Я люблю кухни за то,
Что они хранят тайны.
Я люблю свой дом,
Но вряд ли это всерьез.
Я один, но это не значит,
Что я одинок.
Песни Цоя. Наверное, правильнее сказать, песни КИНО, но ведь тексты написаны им
– с виду простые, без псевдоинтеллектуальных вывертов, песни, которые были нам
так понятны и близки, которые мы постоянно слушали или напевали. И
закодированные символы расшифровывались с налета. Чай – тепло человеческого
общения, согревающее душу. Ночь – понятие и принятие одиночества как
естественного и нормального состояния человека, как данности от природы. Дождь
– извечный «зов в дорогу», не отпускающая необъяснимая грусть, тоска от
невозможности уберечь или уберечься от жестокостей и несправедливости жизни.
Битые стекла. Рваные брюки.
Скандал.
К черту зонт,
Теперь уже все равно.
Танец и дождь
Никогда не отпустят тебя,
В их мокром объятии
Не видно родное окно.
Он был из тех, немногих людей, кого не мог подкупить бытовой уют как самоцель.

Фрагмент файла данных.

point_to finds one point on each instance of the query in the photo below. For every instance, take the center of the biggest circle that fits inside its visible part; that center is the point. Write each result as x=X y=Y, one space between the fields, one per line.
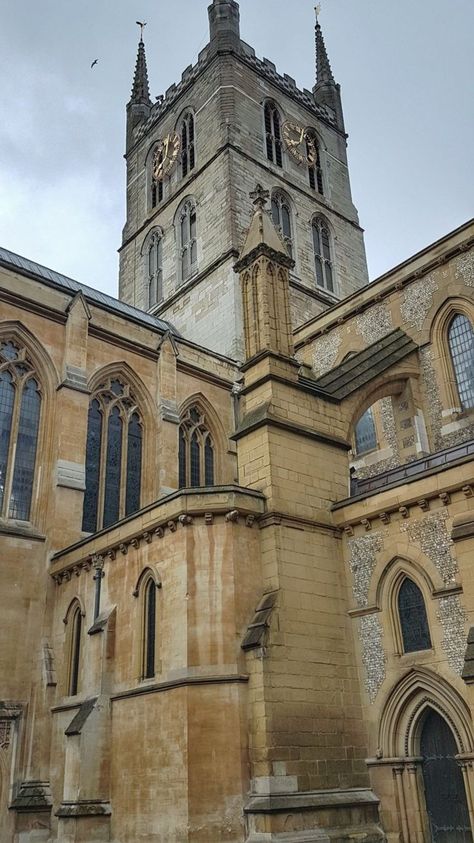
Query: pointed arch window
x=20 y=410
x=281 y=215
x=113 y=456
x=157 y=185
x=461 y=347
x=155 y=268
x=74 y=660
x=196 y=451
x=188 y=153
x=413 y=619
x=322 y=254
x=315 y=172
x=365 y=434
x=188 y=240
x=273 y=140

...

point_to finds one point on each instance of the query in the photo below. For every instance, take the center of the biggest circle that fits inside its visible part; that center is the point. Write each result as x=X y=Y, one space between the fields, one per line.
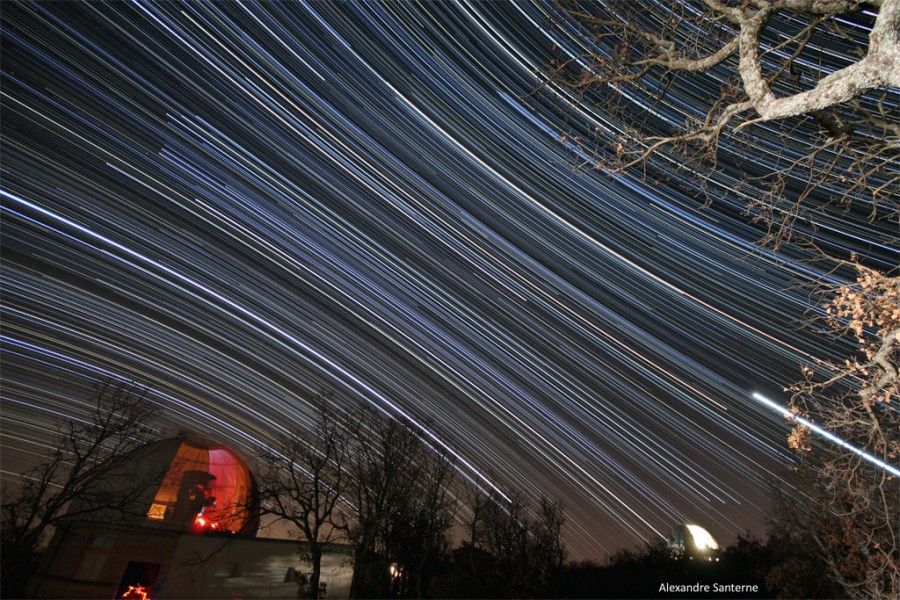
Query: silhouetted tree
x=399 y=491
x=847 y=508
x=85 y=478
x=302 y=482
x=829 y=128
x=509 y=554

==

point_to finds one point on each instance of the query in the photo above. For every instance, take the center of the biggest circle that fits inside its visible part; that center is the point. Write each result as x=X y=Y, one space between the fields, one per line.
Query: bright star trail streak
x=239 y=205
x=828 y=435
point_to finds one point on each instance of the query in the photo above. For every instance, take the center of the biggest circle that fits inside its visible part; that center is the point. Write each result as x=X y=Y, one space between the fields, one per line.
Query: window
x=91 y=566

Список заданий.
1. Что символизирует чай согласно тексту о песнях Цоя?
2. Пожалуйста, продублируйте без изменений отрывок из текста о песнях Цоя от слов «Я один, но это» до слов «и несправедливости жизни.» включительно.

Результаты заданий.
1. Тепло человеческого общения, согревающее душу.

2.
Я один, но это не значит,
Что я одинок.
Песни Цоя. Наверное, правильнее сказать, песни КИНО, но ведь тексты написаны им
– с виду простые, без псевдоинтеллектуальных вывертов, песни, которые были нам
так понятны и близки, которые мы постоянно слушали или напевали. И
закодированные символы расшифровывались с налета. Чай – тепло человеческого
общения, согревающее душу. Ночь – понятие и принятие одиночества как
естественного и нормального состояния человека, как данности от природы. Дождь
– извечный «зов в дорогу», не отпускающая необъяснимая грусть, тоска от
невозможности уберечь или уберечься от жестокостей и несправедливости жизни.